■ **Work item**: Find the line with "of the rebar" in the entries below. Repeat it, every following line, and the line with "of the reflective", exactly and with nothing added.

Records from a data collection:
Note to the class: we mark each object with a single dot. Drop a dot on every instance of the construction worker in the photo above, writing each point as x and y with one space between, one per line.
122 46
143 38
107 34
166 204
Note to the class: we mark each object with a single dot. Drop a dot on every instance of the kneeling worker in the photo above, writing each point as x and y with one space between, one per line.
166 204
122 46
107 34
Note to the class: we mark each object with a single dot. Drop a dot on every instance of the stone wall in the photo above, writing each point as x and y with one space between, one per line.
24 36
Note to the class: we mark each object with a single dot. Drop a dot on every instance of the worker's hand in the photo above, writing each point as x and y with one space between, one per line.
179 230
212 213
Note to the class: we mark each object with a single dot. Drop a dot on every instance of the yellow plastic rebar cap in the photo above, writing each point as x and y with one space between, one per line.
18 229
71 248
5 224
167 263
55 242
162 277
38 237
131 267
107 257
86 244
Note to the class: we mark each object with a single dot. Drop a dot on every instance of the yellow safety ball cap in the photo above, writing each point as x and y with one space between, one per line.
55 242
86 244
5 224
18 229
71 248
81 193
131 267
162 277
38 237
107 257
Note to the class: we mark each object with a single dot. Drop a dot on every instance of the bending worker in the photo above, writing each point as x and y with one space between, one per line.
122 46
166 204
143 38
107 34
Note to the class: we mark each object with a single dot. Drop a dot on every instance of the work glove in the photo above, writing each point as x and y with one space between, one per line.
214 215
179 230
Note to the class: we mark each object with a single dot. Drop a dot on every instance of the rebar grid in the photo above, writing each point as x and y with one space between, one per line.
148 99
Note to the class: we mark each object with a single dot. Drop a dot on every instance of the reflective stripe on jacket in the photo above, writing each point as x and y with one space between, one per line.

...

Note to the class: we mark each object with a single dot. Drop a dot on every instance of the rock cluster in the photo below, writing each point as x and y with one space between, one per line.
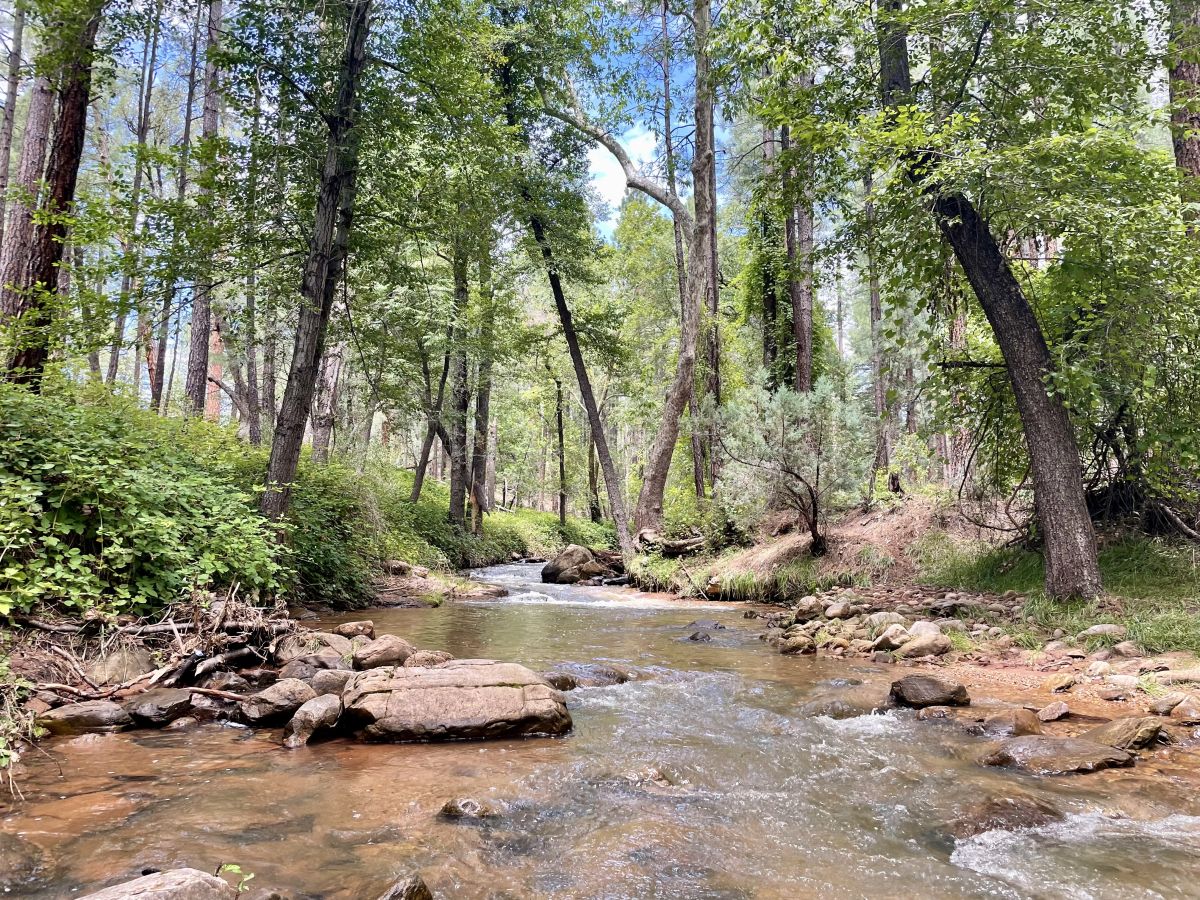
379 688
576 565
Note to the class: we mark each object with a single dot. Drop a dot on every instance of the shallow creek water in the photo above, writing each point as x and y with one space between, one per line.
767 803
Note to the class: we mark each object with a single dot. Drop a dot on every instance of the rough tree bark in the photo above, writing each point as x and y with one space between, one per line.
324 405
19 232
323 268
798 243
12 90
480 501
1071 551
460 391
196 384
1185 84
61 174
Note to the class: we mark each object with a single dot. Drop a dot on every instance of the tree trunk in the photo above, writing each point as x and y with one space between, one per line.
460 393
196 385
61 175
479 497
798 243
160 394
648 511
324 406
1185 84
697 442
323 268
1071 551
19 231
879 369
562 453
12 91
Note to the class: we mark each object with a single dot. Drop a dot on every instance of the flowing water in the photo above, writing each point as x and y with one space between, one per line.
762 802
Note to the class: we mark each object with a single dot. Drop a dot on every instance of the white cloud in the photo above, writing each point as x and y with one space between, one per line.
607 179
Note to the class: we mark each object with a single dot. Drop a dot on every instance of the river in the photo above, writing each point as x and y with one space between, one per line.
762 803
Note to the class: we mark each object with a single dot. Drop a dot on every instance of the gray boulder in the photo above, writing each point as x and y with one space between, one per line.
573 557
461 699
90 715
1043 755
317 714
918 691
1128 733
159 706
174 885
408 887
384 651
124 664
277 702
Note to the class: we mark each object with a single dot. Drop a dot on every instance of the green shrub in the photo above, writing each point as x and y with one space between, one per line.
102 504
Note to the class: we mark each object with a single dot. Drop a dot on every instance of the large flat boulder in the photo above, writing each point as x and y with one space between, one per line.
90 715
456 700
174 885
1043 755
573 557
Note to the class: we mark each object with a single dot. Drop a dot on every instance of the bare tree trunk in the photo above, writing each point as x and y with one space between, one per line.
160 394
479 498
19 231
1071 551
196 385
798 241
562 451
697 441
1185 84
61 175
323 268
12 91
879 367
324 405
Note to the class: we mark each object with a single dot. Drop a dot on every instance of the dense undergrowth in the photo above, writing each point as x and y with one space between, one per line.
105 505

■ **Result**:
Note to the class: we mark each object with a single dot. Drop a dot on every instance of the rebar grid in the photo above, writing each point as x and y with one space between, one per line.
148 99
Note to the class: we mark each object with a single dot. Drop a dot on every instance of the reflective stripe on jacket in the photo above, writing each point as x and y with one space between, one per line.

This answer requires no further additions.